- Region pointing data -
####

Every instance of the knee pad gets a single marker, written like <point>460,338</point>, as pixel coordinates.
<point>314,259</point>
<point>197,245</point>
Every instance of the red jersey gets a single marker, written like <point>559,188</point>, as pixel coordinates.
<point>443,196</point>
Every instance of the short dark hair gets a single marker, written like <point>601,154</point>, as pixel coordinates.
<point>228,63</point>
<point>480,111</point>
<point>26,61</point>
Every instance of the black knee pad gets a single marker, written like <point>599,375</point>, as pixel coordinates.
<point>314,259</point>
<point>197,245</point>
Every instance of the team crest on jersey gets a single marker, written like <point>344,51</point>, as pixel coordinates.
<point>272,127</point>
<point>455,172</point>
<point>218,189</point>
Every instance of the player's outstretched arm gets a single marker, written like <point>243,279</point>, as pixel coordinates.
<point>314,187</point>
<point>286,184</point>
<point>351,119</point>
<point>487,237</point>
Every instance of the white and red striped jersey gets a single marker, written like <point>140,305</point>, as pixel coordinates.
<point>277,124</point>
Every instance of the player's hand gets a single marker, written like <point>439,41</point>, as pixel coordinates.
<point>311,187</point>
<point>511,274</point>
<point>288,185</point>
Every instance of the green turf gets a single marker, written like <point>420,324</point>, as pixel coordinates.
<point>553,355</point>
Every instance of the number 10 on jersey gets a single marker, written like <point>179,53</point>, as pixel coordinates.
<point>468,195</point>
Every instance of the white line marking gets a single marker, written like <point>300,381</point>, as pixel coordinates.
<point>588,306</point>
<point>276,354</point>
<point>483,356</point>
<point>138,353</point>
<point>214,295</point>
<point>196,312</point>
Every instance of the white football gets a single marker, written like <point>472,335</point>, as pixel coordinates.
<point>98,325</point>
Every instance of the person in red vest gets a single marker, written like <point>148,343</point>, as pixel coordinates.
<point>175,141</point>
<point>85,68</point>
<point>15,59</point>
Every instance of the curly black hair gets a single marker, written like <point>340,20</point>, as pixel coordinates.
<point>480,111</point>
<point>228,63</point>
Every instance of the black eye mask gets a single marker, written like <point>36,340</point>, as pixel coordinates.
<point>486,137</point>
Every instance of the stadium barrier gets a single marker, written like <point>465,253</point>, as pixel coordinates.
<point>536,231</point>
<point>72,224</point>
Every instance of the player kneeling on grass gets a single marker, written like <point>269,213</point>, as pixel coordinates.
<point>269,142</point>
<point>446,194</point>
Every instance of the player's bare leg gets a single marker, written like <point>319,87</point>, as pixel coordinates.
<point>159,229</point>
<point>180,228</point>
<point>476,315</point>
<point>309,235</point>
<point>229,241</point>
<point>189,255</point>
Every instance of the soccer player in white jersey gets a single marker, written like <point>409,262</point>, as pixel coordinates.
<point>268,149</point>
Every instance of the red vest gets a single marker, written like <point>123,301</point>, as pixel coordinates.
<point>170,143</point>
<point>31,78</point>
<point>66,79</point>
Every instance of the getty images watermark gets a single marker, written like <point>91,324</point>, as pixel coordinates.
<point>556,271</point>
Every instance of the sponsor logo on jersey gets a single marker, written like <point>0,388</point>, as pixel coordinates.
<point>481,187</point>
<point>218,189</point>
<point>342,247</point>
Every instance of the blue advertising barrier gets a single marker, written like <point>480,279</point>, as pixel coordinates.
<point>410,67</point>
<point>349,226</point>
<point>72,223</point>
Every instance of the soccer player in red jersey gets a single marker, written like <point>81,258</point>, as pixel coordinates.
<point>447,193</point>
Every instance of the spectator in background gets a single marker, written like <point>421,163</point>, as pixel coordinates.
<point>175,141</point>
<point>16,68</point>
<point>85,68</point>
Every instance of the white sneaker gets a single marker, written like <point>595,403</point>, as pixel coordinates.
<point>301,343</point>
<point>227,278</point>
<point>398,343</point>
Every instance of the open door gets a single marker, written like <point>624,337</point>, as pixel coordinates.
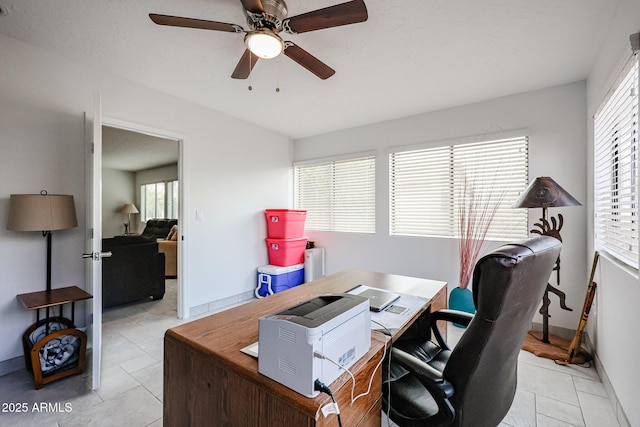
<point>93,232</point>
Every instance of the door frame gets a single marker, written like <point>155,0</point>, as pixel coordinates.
<point>182,287</point>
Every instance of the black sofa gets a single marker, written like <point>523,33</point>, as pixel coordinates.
<point>158,228</point>
<point>134,271</point>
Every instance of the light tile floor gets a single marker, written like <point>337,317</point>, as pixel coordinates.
<point>548,395</point>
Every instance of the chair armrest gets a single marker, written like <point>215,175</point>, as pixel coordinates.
<point>439,388</point>
<point>423,372</point>
<point>448,315</point>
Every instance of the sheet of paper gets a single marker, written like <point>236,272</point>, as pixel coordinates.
<point>251,350</point>
<point>396,315</point>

####

Write out once more the lines above beginning at the line with "Every instance of the sheet"; continue through the final line and stop there.

- ANSWER BOX -
Every instance of the sheet of paper gets a single marker, written like <point>236,272</point>, as pixel coordinates.
<point>251,350</point>
<point>396,315</point>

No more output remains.